Items listed in a dataset:
-*-

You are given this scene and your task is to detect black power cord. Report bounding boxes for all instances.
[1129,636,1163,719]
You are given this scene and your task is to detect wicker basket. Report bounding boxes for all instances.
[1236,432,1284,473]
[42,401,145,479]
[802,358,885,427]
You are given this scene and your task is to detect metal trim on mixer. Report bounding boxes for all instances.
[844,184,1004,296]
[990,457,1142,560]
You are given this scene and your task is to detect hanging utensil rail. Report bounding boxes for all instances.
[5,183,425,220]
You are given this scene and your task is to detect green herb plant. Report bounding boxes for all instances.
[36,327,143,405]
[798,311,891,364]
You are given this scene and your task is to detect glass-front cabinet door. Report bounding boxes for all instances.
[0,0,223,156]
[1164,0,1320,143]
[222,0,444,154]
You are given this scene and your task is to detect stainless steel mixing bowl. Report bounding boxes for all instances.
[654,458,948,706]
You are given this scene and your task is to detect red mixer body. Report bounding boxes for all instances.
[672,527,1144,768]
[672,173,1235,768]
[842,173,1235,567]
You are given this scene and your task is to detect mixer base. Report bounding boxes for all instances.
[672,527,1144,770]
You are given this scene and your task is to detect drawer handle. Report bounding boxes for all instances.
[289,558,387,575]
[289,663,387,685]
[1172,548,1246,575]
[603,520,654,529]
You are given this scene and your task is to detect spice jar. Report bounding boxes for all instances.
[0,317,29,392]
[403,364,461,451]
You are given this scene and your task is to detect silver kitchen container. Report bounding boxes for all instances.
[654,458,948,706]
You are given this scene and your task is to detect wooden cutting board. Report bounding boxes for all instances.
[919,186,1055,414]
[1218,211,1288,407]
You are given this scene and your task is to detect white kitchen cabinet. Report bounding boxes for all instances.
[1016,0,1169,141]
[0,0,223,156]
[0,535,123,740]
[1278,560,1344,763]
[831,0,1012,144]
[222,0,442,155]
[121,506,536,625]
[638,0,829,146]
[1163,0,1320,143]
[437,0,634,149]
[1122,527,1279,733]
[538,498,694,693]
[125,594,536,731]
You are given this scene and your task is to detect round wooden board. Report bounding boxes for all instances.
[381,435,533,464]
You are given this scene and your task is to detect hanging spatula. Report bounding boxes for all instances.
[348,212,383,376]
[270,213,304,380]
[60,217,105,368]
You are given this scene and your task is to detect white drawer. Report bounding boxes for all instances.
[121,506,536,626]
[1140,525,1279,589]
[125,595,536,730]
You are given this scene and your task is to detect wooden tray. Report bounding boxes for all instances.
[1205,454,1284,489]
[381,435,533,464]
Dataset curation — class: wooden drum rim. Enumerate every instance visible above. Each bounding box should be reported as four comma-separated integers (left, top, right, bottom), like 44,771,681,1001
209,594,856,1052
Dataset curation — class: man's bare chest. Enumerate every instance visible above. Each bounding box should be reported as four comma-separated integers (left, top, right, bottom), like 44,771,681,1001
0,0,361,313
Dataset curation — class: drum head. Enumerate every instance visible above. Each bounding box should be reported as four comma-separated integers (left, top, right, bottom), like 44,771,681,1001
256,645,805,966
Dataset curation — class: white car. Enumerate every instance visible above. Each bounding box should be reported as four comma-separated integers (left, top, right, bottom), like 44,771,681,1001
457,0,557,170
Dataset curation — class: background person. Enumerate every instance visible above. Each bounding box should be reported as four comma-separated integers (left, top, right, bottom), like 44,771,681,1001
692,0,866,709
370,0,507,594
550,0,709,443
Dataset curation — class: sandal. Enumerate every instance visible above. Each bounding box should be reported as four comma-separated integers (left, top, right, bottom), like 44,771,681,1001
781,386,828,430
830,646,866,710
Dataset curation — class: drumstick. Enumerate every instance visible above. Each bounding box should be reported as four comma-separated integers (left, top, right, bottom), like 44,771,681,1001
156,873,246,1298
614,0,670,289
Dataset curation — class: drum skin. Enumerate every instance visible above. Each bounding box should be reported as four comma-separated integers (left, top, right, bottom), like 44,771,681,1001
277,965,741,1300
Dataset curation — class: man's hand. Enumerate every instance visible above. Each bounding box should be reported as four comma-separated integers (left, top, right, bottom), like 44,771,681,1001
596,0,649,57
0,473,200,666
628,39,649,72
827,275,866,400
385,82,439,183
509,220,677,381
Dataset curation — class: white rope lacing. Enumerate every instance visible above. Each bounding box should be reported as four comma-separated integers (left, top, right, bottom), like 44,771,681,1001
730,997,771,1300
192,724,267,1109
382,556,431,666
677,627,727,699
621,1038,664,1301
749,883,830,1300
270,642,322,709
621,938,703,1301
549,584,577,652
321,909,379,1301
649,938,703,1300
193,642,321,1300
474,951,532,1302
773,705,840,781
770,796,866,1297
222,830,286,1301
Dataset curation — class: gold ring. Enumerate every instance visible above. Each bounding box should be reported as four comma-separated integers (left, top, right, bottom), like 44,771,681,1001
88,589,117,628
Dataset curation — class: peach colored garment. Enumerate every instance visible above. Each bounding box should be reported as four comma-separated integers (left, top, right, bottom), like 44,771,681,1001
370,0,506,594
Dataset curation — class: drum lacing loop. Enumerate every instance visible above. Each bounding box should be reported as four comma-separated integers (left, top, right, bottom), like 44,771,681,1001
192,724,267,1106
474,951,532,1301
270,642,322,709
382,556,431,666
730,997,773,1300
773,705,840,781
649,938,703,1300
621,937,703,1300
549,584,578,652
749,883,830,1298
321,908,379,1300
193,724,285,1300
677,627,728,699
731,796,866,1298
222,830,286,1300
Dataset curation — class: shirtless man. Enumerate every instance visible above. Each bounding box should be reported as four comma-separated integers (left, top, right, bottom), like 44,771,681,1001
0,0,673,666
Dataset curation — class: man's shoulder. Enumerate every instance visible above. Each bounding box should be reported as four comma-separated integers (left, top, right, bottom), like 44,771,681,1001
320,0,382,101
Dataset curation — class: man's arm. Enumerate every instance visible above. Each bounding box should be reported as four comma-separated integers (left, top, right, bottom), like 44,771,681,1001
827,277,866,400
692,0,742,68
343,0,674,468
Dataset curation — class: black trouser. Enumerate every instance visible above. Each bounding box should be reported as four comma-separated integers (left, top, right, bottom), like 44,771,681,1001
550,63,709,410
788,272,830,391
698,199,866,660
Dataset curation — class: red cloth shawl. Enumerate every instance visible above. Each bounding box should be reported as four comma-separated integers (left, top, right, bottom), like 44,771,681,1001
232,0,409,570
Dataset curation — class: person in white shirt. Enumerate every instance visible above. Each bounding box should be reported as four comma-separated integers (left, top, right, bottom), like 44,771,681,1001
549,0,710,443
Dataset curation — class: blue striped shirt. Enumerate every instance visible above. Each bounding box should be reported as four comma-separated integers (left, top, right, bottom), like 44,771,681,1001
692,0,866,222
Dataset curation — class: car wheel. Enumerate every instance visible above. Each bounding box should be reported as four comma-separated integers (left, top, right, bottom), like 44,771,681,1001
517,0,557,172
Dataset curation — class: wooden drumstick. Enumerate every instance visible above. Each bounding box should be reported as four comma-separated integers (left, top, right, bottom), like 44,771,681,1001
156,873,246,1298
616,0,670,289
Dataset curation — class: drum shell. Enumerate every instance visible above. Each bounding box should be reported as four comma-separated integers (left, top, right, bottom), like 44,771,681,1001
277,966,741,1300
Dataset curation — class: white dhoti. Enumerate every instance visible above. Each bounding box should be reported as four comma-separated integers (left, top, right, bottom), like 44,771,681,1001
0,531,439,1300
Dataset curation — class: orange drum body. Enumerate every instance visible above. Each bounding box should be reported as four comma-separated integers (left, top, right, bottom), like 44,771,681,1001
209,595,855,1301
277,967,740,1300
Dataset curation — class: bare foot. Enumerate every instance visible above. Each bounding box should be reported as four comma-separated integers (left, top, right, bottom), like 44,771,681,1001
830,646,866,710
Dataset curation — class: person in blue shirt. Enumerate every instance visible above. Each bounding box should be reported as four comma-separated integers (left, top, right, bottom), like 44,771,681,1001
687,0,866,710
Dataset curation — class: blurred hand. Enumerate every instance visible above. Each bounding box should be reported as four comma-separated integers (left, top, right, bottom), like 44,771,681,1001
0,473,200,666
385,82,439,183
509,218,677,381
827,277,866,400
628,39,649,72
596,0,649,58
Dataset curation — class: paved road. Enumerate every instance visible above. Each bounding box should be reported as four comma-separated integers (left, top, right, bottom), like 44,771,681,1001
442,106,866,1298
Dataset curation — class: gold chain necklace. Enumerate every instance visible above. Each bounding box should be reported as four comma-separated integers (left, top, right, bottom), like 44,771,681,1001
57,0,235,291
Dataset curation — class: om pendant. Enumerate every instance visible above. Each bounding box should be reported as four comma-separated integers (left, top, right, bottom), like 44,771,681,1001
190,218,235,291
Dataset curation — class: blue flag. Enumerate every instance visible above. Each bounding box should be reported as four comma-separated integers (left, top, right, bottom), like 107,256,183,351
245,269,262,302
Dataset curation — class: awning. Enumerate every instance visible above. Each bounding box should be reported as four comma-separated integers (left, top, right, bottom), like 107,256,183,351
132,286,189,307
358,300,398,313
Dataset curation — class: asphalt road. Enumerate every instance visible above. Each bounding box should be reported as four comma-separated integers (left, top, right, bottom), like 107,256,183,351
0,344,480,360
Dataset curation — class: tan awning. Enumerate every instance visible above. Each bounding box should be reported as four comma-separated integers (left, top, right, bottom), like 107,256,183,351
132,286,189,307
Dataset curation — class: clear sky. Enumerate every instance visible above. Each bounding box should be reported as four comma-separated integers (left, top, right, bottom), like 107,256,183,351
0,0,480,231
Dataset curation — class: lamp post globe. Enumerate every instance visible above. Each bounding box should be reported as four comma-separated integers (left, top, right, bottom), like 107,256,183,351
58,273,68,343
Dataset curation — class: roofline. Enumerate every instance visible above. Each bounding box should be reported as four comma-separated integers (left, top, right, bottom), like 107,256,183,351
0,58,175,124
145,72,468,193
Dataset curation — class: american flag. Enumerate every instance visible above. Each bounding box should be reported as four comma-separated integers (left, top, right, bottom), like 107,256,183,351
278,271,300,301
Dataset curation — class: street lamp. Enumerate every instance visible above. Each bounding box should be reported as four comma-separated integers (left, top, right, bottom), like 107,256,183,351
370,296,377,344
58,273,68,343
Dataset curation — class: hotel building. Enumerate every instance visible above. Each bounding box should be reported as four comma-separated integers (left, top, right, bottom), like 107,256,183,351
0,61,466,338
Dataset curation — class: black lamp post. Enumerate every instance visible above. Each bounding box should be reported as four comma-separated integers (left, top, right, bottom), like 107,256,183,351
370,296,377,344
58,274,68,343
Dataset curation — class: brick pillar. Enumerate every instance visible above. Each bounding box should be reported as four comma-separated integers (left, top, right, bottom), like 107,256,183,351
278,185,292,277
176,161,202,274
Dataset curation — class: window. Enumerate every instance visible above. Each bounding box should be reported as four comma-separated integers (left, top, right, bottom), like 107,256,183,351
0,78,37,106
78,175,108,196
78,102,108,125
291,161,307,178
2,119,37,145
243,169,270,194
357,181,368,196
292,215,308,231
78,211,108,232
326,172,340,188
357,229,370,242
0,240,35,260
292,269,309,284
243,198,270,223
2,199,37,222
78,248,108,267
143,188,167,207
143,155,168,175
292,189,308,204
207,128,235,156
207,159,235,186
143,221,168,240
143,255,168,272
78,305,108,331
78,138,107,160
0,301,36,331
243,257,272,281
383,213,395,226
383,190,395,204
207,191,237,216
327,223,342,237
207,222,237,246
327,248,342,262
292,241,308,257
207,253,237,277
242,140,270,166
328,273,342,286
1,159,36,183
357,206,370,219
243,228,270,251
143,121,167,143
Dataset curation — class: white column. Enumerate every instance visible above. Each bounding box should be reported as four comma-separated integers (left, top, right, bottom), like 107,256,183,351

-*-

> **TASK DESCRIPTION**
Present the rows from the one containing "Dataset curation — class: clear" through the one containing "0,0,480,231" as a Markdown table with the columns No. and Text. Number each row and leave out any blank ones.

> **ANSWER FOR THIS EXERCISE**
| No. | Text |
|---|---|
| 1 | Dataset curation — class: clear sky. Enumerate every instance visible above. Each bounding box should be reported as four comma-separated integers (left, top, right, bottom), like 107,256,183,351 |
| 2 | 0,0,480,231 |